*INSTRUCTIONS FOR THE TASK*: Reproduce each line exactly. Skip none.

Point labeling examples
########
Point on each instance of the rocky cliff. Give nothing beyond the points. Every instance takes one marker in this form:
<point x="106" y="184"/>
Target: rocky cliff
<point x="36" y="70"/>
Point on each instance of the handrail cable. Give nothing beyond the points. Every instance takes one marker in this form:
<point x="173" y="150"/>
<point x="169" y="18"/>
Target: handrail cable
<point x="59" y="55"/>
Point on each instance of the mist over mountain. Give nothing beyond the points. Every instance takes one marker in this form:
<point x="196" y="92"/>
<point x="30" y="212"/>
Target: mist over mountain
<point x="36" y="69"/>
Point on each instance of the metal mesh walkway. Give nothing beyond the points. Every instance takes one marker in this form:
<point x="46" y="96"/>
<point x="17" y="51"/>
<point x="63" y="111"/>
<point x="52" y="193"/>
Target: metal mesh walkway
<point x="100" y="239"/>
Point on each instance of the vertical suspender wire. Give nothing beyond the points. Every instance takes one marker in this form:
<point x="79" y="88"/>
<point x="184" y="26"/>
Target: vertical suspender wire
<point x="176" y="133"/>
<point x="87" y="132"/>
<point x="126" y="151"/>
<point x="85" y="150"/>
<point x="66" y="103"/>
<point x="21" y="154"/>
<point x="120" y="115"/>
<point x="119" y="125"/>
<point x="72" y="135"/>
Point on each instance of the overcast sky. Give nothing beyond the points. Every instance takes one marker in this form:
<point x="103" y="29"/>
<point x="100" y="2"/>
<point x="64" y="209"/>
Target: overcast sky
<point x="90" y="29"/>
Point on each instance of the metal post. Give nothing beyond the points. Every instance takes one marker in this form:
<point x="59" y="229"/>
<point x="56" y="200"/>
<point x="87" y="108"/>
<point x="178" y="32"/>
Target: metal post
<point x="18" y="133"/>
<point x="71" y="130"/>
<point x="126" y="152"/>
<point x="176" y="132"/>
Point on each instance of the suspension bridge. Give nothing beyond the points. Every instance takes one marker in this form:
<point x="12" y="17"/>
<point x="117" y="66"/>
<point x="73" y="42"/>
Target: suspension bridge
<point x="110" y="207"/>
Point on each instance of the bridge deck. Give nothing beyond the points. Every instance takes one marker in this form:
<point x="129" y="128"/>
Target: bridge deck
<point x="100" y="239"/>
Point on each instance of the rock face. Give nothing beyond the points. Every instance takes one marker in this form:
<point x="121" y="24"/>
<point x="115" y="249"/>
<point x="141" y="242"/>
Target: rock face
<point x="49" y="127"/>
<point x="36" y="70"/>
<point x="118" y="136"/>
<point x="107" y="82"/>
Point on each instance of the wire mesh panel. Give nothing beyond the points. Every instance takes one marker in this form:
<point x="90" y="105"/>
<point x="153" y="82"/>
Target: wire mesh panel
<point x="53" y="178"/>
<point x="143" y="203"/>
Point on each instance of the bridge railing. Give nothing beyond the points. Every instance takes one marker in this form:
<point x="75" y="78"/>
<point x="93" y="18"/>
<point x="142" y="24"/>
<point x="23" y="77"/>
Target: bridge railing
########
*SOLVED PROBLEM*:
Point on each instance of the rocky cliff. Give nothing beyond the points. Every instance takes one marker in this form:
<point x="106" y="184"/>
Target: rocky cliff
<point x="36" y="70"/>
Point on each instance of the handrail cable. Give nothing beyond the points. Every instance takes one marker in this form:
<point x="173" y="150"/>
<point x="169" y="18"/>
Target: handrail cable
<point x="59" y="55"/>
Point on each instance of the mist over mountain. Give nothing beyond the points. Every instance takes one marker in this form:
<point x="196" y="92"/>
<point x="30" y="212"/>
Target: mist over mountain
<point x="36" y="69"/>
Point on each instance of the metal mesh walkway. Give nothing beyond the points. Every instance takes one marker in this form:
<point x="46" y="96"/>
<point x="17" y="51"/>
<point x="63" y="111"/>
<point x="52" y="193"/>
Target: metal mesh walkway
<point x="100" y="239"/>
Point on each instance of the vertical suspender wire. Give nothing beyond the points. Every instance takes one marker in this form:
<point x="79" y="88"/>
<point x="184" y="26"/>
Target: vertical suspender wire
<point x="176" y="133"/>
<point x="87" y="132"/>
<point x="126" y="151"/>
<point x="85" y="150"/>
<point x="66" y="103"/>
<point x="21" y="154"/>
<point x="120" y="115"/>
<point x="119" y="125"/>
<point x="72" y="135"/>
Point on each instance of the overcast sky. Give nothing beyond the points. Every instance takes one marker in this form:
<point x="103" y="29"/>
<point x="100" y="2"/>
<point x="64" y="209"/>
Target: overcast sky
<point x="90" y="29"/>
Point on each instance of the metal post. Give nothing beyond the points. Every instance takes one marker in this form:
<point x="59" y="229"/>
<point x="56" y="200"/>
<point x="87" y="108"/>
<point x="178" y="32"/>
Target: metal post
<point x="18" y="133"/>
<point x="71" y="130"/>
<point x="126" y="152"/>
<point x="176" y="132"/>
Point on each instance of the suspension bridge. Give nothing beyond the points. Every instance takes one marker in this form:
<point x="12" y="17"/>
<point x="117" y="66"/>
<point x="73" y="42"/>
Target: suspension bridge
<point x="110" y="207"/>
Point on each instance of the bridge deck. Give nothing beyond the points. Every instance takes one marker in this form:
<point x="129" y="128"/>
Target: bridge deck
<point x="100" y="239"/>
Point on each instance of the rock face. Give nothing beyond the points. Every instance takes one marker in this form:
<point x="121" y="24"/>
<point x="115" y="249"/>
<point x="141" y="242"/>
Target: rock face
<point x="49" y="127"/>
<point x="36" y="70"/>
<point x="118" y="136"/>
<point x="107" y="82"/>
Point on each instance of the wire mesh panel. Give nothing beyond the points. Every instance takes one marker in this form:
<point x="90" y="105"/>
<point x="153" y="82"/>
Target: wire mesh panel
<point x="53" y="178"/>
<point x="143" y="203"/>
Point on each instance of the bridge railing. Give nothing beyond the points. Every instance takes one marker in this form:
<point x="75" y="78"/>
<point x="93" y="18"/>
<point x="142" y="24"/>
<point x="23" y="77"/>
Target: bridge railing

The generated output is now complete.